[DIRECTION]: How many lines of the records contain the string "shirt", matching case exactly? Reply with only the number.

___ ENTRIES SUPPLIED

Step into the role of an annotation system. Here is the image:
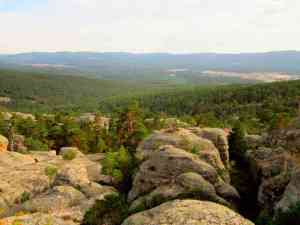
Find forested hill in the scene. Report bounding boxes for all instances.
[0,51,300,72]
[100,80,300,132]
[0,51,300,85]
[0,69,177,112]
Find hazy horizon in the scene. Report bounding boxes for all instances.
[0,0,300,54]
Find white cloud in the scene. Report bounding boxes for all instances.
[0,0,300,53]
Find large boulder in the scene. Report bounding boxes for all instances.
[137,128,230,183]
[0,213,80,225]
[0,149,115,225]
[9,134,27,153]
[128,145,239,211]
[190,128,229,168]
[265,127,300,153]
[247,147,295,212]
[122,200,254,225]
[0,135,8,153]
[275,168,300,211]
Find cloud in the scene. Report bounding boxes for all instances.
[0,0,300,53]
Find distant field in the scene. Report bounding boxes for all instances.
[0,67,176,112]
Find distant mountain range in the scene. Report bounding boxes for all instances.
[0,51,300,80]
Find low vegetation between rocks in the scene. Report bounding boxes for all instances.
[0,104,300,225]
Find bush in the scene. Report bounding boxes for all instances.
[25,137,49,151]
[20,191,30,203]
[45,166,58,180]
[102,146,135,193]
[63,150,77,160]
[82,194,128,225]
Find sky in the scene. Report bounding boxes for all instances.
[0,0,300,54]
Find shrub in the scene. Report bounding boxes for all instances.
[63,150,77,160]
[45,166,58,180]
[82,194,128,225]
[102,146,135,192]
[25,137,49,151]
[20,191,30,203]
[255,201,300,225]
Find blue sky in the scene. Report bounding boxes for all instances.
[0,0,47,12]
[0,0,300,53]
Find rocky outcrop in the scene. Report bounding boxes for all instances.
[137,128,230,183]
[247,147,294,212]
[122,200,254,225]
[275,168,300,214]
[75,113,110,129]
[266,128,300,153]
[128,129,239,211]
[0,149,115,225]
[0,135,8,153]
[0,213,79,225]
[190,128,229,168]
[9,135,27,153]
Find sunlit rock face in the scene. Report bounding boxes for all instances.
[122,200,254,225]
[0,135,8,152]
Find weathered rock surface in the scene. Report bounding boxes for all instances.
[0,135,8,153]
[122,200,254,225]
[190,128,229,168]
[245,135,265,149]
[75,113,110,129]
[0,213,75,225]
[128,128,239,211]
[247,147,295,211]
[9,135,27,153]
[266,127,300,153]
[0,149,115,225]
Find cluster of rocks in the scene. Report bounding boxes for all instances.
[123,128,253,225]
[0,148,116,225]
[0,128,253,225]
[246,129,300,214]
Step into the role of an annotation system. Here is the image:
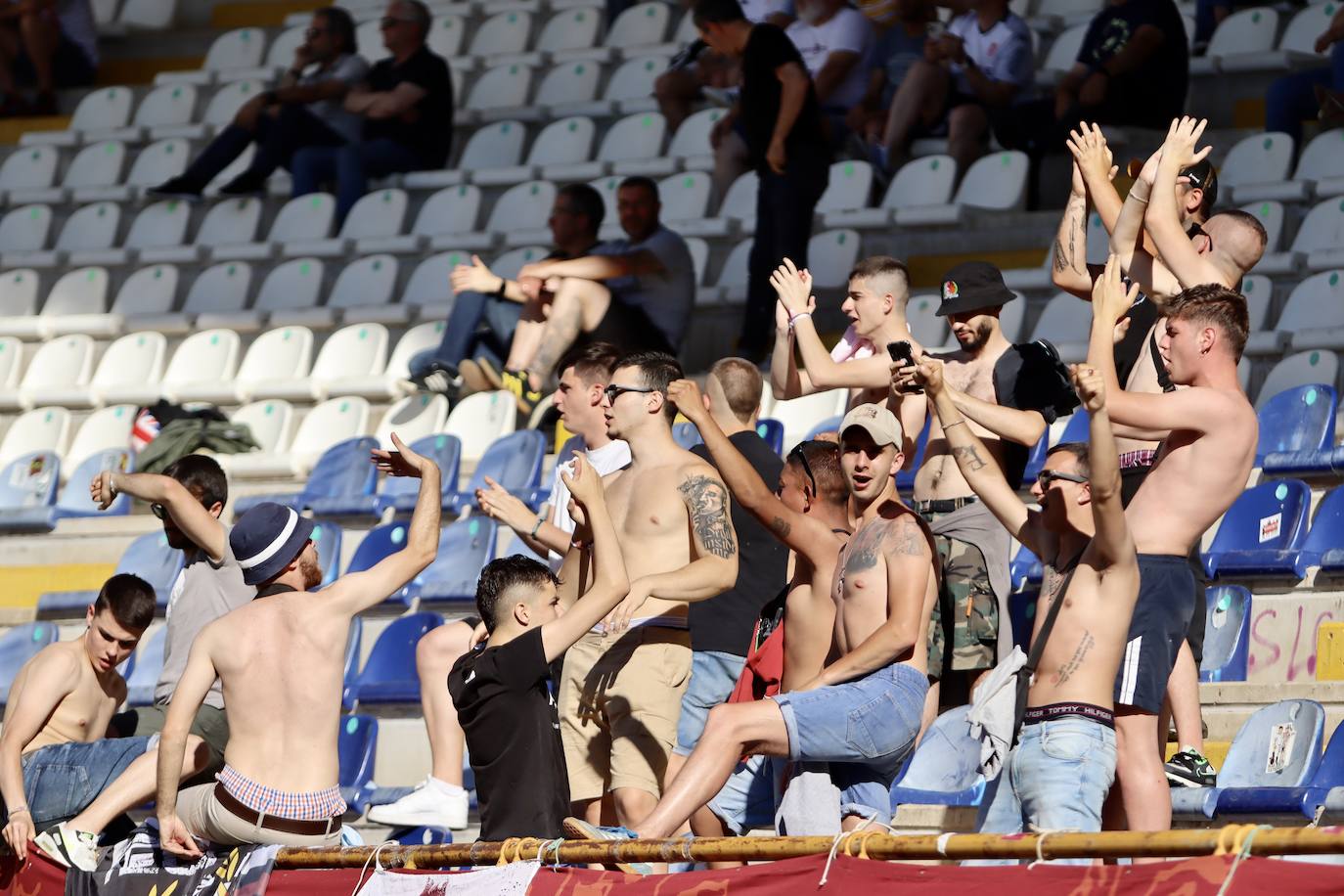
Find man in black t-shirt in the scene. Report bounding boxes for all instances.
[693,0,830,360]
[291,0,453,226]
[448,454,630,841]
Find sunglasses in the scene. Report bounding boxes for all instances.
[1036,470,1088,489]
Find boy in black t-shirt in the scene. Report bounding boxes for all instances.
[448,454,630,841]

______

[SOLUTION FOR THIS TASK]: 2